**Records from a data source**.
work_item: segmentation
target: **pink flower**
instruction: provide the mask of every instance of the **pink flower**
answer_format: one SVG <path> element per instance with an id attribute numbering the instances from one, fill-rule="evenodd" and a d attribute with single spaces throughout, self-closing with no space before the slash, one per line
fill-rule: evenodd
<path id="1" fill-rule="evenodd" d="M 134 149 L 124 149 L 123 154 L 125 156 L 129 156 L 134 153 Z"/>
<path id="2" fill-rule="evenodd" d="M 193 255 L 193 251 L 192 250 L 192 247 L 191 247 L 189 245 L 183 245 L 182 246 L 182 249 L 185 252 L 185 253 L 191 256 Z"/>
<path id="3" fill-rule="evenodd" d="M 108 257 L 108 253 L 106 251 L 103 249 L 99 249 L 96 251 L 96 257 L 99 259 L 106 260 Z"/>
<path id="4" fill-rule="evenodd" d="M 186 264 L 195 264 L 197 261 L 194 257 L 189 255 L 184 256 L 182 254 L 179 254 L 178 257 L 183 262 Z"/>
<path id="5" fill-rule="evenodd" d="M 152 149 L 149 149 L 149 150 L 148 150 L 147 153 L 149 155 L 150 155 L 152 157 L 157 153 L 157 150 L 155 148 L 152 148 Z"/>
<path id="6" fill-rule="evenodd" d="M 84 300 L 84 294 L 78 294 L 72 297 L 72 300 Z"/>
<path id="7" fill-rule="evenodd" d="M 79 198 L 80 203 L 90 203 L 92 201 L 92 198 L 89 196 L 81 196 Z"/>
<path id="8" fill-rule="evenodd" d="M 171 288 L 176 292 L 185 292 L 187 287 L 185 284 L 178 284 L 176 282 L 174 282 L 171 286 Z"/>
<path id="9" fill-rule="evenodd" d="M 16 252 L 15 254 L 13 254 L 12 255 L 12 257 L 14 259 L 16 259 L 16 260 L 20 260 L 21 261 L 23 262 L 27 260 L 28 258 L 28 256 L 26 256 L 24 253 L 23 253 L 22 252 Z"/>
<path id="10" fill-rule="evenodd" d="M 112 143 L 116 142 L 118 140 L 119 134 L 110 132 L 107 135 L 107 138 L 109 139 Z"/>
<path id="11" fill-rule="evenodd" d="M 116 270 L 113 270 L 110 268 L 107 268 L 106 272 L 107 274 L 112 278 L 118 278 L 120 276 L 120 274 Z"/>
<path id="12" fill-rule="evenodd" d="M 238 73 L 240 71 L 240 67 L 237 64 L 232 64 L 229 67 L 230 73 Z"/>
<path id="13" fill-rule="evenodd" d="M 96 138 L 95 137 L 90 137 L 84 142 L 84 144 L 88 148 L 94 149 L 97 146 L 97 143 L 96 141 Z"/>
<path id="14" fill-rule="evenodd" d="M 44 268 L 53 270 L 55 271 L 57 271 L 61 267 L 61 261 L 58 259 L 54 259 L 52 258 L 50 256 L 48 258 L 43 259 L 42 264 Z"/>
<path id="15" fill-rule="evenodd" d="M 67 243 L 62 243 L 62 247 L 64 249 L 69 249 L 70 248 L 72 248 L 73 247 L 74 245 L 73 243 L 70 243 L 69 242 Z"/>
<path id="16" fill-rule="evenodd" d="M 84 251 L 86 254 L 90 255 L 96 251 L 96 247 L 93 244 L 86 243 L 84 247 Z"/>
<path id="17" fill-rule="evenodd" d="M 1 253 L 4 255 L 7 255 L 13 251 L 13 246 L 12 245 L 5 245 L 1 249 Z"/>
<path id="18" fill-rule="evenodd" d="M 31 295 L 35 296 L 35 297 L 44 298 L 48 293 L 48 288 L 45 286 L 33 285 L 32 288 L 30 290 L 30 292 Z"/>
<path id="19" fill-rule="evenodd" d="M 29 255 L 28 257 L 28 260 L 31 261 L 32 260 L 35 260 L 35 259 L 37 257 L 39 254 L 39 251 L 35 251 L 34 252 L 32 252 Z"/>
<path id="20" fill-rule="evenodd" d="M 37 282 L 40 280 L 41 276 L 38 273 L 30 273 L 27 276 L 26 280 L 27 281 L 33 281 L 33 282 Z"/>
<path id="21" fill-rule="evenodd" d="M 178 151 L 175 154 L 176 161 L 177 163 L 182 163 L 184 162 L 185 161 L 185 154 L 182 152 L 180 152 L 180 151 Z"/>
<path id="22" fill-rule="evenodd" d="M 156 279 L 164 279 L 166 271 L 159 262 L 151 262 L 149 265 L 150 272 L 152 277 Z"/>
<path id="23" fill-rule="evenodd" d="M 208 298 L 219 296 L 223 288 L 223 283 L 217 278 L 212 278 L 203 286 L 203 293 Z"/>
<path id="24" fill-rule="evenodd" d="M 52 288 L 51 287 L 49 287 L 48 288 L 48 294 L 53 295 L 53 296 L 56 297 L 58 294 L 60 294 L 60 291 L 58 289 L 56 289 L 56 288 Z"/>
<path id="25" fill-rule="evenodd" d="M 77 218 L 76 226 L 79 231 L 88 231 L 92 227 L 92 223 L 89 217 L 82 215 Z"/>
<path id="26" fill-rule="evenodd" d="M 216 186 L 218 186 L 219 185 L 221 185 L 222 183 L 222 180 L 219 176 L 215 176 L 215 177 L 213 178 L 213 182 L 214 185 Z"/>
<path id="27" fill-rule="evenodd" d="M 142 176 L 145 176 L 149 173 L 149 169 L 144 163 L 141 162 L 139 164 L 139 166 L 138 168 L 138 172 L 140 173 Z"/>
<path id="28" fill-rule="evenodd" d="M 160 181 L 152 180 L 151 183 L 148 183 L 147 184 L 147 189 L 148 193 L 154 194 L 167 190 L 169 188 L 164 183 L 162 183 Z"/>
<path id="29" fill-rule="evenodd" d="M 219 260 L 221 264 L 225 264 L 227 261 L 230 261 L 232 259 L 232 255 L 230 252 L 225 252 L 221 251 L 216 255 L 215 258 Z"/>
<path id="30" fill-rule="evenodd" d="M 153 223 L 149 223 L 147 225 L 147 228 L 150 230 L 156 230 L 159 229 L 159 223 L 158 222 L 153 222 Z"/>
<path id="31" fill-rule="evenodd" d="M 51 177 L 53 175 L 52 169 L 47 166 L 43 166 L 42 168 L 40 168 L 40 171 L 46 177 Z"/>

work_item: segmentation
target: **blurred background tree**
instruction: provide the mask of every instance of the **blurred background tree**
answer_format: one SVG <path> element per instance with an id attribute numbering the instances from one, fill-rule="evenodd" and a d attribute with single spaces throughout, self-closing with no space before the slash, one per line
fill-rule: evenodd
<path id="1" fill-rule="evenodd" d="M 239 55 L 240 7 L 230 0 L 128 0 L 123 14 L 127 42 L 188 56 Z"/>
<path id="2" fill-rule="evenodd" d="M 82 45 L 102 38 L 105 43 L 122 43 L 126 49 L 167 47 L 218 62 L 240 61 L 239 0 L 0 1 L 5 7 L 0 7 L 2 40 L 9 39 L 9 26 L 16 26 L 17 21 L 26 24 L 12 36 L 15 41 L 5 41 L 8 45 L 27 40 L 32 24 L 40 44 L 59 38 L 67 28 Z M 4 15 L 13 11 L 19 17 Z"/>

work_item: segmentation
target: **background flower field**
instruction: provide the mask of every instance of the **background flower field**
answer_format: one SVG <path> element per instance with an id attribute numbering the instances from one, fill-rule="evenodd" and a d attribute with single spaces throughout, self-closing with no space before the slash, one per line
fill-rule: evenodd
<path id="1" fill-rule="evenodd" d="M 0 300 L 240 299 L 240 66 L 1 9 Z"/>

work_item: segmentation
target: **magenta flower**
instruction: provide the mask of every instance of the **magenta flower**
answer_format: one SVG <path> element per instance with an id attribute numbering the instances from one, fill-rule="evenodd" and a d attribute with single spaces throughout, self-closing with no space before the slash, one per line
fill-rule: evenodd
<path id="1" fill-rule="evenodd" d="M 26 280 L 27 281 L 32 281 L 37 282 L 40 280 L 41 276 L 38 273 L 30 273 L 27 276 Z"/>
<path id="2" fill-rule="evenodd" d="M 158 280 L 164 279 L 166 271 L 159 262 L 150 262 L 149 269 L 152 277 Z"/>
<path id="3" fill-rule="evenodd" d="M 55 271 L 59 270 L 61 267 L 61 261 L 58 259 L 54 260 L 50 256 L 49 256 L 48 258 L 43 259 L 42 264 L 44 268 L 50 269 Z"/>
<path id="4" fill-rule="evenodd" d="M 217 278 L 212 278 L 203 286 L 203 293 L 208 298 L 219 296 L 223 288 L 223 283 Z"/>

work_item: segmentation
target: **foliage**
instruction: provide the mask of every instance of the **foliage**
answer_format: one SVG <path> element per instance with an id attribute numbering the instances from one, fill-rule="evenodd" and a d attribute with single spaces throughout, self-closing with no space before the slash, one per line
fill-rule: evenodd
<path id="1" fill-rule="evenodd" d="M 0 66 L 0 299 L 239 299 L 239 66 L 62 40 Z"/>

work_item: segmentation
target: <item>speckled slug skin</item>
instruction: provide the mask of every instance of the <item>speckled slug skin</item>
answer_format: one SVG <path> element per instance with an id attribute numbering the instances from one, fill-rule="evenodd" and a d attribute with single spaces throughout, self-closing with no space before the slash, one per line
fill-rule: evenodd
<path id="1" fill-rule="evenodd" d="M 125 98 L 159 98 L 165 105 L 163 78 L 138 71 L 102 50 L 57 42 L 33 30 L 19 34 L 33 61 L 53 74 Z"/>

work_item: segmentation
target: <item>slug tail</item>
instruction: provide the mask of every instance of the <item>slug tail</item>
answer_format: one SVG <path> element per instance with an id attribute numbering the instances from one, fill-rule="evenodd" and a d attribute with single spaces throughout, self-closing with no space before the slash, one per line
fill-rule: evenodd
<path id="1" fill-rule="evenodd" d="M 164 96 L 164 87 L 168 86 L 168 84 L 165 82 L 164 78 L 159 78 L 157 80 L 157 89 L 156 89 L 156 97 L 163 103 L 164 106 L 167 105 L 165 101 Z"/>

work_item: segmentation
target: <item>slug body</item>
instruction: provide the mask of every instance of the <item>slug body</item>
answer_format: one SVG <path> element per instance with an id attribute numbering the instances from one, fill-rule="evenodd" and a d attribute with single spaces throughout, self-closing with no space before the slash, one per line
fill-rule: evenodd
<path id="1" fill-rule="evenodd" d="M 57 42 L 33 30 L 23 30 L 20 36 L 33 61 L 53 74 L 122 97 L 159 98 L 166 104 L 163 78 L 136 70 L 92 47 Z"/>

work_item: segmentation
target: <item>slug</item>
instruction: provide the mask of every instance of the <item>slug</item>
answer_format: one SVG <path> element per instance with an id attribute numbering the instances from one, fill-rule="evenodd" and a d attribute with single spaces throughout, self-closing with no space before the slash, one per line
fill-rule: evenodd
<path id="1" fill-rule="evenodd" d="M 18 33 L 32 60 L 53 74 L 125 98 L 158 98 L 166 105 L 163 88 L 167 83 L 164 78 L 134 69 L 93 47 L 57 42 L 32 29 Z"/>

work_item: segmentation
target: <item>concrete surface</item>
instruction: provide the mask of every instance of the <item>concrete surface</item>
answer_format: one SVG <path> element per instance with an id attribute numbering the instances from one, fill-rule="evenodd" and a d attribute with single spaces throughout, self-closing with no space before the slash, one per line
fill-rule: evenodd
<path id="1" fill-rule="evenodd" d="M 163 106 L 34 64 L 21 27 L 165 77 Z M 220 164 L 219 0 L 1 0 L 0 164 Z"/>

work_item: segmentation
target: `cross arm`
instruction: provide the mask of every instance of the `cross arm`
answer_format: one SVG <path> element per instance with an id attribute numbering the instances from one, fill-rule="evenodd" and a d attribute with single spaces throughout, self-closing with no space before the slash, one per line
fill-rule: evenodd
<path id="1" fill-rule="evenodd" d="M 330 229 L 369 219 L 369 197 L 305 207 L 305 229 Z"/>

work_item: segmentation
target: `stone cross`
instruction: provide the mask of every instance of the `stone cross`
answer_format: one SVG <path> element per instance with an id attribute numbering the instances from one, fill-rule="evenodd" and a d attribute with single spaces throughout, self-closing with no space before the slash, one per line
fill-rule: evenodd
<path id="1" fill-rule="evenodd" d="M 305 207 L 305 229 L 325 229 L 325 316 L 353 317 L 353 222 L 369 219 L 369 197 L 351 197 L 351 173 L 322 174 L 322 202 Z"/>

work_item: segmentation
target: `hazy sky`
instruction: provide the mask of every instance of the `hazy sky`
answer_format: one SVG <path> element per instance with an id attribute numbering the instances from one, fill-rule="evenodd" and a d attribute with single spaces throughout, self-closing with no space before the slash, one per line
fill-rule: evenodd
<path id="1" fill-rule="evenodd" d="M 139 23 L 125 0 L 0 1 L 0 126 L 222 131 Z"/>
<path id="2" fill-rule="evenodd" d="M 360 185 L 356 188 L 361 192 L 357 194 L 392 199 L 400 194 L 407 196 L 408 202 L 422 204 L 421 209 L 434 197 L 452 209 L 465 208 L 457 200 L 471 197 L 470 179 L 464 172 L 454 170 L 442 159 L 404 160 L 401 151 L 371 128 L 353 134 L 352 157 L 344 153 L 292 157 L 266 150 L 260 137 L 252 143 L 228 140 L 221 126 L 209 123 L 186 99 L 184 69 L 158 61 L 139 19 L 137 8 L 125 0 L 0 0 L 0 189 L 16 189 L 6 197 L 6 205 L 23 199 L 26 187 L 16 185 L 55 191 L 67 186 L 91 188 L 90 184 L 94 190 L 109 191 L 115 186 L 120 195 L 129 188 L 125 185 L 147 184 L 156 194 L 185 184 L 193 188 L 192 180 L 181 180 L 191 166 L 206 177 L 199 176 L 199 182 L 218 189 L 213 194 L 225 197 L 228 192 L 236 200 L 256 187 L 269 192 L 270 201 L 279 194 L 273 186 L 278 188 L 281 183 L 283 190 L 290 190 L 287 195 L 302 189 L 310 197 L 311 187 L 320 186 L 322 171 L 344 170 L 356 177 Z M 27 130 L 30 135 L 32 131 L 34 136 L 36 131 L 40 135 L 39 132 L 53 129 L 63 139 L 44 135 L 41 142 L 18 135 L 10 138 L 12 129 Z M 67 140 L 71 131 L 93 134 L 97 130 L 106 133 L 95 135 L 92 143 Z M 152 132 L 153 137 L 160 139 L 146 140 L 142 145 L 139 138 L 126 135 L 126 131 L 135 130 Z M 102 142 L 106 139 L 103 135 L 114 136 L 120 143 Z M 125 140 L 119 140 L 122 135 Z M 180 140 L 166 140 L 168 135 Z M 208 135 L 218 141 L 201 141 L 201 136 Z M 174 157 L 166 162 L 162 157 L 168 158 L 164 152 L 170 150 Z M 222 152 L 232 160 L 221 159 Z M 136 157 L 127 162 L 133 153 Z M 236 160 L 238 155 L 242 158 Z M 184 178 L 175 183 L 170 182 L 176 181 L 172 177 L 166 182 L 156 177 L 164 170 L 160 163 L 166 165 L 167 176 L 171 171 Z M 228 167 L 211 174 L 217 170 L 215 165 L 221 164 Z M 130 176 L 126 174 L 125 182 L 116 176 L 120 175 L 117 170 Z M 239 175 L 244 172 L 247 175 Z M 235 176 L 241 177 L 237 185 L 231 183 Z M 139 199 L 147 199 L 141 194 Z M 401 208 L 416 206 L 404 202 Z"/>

**THE EXERCISE**. Pull out every line of the records above that contains the word "foliage".

**REPLY**.
target: **foliage**
instruction: provide the mask of every instance of the **foliage**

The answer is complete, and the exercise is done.